- **INSTRUCTION**:
Reproduce all entries precisely as they are written.

- **RECORDS SUPPLIED**:
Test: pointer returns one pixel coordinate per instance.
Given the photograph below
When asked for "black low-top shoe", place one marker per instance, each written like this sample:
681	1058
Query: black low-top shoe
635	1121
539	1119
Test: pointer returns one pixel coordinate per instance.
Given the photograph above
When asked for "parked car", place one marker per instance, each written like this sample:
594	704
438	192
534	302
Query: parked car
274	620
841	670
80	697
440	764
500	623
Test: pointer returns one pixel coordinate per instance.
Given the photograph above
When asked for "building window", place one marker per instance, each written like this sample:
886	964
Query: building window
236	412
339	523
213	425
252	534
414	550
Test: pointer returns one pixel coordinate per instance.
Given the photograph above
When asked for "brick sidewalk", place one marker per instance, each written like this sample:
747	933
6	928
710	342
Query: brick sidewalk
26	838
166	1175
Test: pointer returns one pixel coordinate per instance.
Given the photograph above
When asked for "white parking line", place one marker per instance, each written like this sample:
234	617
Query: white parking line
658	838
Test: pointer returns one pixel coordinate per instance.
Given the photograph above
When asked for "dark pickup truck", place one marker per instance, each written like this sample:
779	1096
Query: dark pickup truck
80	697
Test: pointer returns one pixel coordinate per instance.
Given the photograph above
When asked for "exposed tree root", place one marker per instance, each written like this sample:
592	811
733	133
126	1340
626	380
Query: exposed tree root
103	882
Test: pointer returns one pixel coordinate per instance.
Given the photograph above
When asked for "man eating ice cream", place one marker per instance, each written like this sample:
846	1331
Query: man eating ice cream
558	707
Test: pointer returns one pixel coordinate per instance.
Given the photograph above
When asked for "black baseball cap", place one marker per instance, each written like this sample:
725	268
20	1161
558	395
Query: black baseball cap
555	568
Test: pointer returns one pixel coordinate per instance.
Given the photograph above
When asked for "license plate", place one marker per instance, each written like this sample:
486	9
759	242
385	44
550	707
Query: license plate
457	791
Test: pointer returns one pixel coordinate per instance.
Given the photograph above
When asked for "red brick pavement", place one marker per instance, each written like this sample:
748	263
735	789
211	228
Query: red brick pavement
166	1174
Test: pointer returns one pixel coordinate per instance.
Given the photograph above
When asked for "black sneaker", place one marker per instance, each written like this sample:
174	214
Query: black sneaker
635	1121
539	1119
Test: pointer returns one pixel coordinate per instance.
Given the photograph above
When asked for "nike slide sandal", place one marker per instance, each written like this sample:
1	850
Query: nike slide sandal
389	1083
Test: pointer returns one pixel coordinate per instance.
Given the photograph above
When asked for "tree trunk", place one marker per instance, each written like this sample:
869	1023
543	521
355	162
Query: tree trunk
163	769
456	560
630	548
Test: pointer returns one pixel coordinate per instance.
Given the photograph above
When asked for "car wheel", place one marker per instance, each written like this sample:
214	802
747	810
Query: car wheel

- **OUTPUT FOR THIS TASK**:
Test: pointer returns one pixel coordinate per instance.
Given the photograph below
When asked for "black low-top shoe", place one marker per instance, each written like this sample:
681	1058
Query: black low-top shoe
635	1121
539	1119
Test: pointer returns one pixel coordinate per instance.
Given the photograph above
When asked for "parked car", place one marker per instance, each written like this sample:
594	704
438	192
534	302
Query: parked car
274	620
841	670
80	697
440	764
500	623
Test: pointer returns one pixel coordinate per instance.
Given the photograph above
When asked for "building window", place one marker per instance, each written like this sample:
886	964
Query: building window
236	412
339	523
213	425
252	534
414	550
Test: pointer returns one pixel coordinate per instance.
Given the photograph above
When asked for "brick sidewalk", place one marker per instance, each written like this sample:
747	933
6	928
710	342
Query: brick sidewalk
26	838
166	1175
Test: pointer returns one pixel coordinate per instance.
Given the photograph above
When asked for "white parking line", place one marker per instance, each written like this sample:
234	617
Query: white parking line
658	838
Test: pointer returns one pixel coordinate per instance.
Given the photograph above
When asked for "dark pickup truck", place one marker per instance, each written like this sample:
779	1096
Query: dark pickup truck
80	697
Test: pointer returns one pixel coordinate per instance.
Given the photograph above
When asked for "exposed tree root", place one marker per instance, each written like this sample:
592	811
733	133
126	1340
626	380
Query: exposed tree root
103	882
Test: pointer returns one pixel coordinate per instance.
Given the photograph above
When asked for "man eating ice cream", place one marker per instance, each written like this sample:
846	1331
Query: man eating ice cream
558	707
Test: pointer returns one pixel coordinate per instance.
Given the photograph above
When asked for "black baseball cap", place one marker per instance, each written like this sample:
725	268
20	1161
558	395
Query: black baseball cap
555	568
Test: pointer returns one pixel coordinate per instance.
Given the photograph above
When asked for "license plate", place one marker per instance, each written like this sample:
486	9
759	242
385	44
550	707
Query: license plate
457	791
Test: pointer returns one pixel coordinate per instance.
Given the photograph above
When asked for "red brick pavement", place one marker per instance, each written like this sample:
748	263
735	789
211	228
Query: red brick pavement
166	1174
Test: pointer returns one pixel coordinate per instance.
Given the photograph above
When asked for "black sneaker", place one marker per instance, each written like this sample:
174	214
Query: black sneaker
635	1121
539	1119
Test: pointer returns one pixel coordinate per instance.
Given the photograph above
When asked for "nike slide sandal", place one marker per instance, each written like this sample:
1	850
Query: nike slide sandal
389	1083
Test: pointer returns one pixel coordinate per instance.
Given the photograph above
When asked for "tree trunk", place one marker per instance, each written like this sample:
869	1023
543	521
355	162
Query: tree trunk
163	769
456	560
630	548
Test: pointer returns one pixel coordinate per instance.
Given the photograph above
When asked for "car wheel", place one marker per instance, each written like this sample:
214	802
747	810
Query: car wheel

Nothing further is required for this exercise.